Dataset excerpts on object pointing
++++++

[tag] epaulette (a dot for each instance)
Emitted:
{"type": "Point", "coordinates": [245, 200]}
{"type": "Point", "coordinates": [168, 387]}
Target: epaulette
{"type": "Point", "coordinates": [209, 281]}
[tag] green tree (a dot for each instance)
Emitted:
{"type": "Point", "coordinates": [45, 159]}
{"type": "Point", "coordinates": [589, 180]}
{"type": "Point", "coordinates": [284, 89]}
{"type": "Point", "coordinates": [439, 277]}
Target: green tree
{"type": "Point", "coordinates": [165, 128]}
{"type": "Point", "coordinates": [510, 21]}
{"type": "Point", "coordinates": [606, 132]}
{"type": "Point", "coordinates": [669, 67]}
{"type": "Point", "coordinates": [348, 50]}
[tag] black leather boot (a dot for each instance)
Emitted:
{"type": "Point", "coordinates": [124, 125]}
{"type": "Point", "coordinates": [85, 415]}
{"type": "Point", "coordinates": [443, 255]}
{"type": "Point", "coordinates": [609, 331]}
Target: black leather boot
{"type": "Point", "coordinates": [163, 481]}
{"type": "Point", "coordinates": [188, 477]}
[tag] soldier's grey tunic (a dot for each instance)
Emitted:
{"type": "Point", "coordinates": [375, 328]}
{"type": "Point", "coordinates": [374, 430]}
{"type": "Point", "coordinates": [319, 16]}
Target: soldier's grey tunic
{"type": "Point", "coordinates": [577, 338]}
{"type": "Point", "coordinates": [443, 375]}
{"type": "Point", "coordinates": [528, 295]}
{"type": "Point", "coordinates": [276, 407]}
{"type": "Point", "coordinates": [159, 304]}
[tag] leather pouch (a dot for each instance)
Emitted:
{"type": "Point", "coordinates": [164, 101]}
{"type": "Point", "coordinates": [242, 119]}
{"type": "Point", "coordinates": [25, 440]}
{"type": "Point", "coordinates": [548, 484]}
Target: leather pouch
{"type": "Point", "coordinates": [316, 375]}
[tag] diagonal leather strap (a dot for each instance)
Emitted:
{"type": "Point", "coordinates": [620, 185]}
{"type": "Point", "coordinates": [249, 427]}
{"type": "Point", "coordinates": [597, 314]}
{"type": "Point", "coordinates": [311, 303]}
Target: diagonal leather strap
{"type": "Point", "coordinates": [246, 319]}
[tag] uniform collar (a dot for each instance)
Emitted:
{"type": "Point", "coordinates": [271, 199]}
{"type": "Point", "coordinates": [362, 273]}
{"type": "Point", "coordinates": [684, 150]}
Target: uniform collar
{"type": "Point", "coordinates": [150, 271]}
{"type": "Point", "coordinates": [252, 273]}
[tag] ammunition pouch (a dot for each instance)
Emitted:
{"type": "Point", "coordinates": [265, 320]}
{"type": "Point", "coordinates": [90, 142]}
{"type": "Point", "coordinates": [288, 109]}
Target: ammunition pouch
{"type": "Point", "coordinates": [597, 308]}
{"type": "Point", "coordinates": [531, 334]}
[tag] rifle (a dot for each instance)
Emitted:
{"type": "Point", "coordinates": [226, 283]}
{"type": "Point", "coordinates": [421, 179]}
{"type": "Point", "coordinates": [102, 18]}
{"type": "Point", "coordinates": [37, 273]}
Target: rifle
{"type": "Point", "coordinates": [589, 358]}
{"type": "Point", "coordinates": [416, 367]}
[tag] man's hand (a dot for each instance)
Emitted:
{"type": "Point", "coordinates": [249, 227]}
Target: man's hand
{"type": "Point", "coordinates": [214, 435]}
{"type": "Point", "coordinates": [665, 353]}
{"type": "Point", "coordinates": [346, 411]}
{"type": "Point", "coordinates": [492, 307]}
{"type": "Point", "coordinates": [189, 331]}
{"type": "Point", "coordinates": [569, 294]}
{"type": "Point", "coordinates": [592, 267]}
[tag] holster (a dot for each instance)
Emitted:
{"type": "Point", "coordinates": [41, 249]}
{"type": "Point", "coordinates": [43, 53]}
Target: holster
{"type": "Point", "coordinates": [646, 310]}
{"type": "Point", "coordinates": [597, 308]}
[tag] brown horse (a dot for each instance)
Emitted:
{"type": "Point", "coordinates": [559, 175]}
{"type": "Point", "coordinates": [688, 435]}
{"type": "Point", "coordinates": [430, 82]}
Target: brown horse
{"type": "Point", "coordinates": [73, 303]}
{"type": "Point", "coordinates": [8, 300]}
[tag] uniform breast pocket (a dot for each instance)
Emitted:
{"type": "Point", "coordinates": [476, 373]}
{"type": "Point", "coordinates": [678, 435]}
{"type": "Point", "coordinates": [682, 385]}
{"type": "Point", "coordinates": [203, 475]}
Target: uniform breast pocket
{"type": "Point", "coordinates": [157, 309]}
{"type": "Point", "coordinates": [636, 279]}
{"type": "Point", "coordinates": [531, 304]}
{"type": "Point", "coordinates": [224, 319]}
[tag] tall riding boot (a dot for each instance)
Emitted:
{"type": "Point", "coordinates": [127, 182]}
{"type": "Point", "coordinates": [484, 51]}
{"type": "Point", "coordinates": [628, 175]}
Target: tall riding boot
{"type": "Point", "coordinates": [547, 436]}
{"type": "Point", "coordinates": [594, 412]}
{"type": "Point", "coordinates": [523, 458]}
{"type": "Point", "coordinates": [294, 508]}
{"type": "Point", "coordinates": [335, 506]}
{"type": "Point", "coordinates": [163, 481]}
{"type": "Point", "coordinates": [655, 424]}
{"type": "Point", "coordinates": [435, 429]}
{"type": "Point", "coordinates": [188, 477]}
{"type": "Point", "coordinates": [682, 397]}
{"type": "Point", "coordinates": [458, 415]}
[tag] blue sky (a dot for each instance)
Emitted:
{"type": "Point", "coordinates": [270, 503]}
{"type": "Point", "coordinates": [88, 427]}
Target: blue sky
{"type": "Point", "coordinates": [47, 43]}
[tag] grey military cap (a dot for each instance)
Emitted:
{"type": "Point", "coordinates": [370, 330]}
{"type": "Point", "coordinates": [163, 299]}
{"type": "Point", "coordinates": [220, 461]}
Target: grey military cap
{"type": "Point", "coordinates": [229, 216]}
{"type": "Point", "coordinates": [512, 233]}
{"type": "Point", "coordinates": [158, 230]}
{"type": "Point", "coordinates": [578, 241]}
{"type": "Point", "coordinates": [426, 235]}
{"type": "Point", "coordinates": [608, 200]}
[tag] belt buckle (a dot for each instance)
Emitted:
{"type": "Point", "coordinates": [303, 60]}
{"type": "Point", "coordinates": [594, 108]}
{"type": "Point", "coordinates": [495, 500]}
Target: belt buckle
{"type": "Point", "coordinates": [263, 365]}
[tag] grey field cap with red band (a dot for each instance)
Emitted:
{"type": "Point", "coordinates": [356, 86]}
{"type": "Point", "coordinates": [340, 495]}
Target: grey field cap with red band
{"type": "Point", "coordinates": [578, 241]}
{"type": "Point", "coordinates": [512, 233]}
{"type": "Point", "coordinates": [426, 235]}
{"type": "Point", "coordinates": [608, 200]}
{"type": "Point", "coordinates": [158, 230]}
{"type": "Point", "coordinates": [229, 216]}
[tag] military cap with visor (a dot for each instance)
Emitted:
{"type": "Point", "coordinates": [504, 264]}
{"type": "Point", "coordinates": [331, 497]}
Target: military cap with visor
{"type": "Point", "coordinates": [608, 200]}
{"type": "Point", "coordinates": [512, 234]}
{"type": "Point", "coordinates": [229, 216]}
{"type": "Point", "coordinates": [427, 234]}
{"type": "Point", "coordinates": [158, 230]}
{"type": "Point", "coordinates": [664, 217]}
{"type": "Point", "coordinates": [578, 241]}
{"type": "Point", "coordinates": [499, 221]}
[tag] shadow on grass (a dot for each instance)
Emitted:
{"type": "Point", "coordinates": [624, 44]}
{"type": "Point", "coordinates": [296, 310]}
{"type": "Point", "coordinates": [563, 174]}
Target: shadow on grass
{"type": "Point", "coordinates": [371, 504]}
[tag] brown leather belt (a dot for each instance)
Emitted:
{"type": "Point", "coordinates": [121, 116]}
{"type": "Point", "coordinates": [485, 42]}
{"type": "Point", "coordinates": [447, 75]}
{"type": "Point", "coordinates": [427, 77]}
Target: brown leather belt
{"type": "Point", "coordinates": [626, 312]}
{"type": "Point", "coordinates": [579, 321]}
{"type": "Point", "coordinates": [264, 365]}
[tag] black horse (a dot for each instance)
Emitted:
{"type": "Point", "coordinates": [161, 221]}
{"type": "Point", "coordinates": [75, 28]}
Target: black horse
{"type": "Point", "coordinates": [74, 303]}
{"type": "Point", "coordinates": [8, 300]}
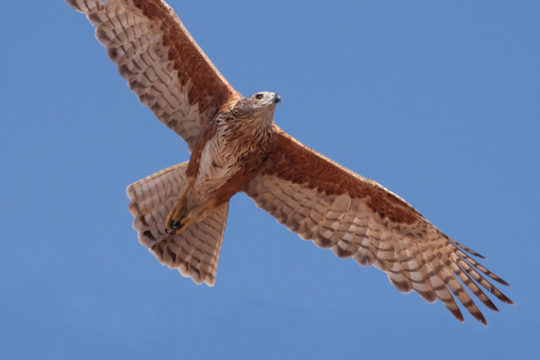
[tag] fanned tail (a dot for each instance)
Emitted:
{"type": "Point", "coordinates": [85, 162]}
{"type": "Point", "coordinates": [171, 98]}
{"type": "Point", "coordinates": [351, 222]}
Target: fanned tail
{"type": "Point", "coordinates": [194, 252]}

++++++

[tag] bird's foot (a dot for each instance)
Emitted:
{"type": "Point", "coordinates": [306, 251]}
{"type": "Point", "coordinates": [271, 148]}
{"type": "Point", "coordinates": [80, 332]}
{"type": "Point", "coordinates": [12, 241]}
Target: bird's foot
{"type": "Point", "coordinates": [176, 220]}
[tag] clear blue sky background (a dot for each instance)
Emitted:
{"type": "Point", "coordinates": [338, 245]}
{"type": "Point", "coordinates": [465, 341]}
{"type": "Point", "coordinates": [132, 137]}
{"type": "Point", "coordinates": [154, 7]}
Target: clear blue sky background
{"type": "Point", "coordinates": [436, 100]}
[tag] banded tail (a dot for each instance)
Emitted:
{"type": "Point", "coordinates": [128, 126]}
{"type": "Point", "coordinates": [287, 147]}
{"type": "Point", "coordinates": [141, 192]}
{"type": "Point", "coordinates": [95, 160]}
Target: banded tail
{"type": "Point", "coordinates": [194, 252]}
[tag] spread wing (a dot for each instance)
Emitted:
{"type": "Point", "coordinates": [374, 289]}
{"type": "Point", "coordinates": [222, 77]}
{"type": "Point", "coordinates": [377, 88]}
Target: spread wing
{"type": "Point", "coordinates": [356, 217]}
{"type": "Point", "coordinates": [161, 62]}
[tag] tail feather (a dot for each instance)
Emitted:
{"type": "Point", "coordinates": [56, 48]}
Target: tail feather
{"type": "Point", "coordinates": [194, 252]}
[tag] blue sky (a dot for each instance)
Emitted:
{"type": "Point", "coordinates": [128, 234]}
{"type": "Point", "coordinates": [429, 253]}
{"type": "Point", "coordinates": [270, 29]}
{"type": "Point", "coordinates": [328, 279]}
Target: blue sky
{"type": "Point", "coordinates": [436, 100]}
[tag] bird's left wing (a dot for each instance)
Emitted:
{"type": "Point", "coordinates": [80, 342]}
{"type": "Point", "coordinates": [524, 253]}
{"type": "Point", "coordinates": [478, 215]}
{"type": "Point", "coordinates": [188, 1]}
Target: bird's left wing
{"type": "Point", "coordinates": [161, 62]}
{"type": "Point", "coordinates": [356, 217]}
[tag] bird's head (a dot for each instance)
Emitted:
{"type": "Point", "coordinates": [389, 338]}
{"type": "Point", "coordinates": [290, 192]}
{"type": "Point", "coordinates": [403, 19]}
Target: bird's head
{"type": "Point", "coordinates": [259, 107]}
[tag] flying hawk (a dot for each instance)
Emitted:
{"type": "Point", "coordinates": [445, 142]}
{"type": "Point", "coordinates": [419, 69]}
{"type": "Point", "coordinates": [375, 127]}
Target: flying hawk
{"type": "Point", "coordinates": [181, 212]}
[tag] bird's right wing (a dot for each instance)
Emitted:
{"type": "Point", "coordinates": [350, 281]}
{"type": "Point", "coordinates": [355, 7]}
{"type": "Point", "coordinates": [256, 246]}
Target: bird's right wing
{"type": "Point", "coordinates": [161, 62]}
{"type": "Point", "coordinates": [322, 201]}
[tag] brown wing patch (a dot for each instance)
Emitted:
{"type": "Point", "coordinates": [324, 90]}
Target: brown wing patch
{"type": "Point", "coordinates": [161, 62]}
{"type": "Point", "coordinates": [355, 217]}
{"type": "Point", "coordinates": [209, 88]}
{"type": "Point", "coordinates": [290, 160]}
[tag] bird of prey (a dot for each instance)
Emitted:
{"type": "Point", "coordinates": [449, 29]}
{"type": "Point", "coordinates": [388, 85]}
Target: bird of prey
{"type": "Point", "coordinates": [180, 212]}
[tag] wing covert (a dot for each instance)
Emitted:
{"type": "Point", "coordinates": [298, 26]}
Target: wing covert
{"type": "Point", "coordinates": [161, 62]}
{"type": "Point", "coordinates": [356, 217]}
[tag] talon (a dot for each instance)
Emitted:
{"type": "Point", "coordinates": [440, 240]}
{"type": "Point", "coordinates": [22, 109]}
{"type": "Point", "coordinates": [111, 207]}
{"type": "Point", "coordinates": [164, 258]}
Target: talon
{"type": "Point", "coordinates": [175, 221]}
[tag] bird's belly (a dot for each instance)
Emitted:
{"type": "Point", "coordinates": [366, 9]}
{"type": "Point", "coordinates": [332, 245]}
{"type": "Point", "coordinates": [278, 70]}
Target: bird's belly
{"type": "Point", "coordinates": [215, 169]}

++++++

→ **Written exercise**:
List every line of the data above that contains the string "uniform", treating uppercase and lowercase as different.

→ **Response below**:
[tag] uniform collar (a dot for each instance)
Target: uniform collar
[tag] uniform breast pocket (a dot for each instance)
Target: uniform breast pocket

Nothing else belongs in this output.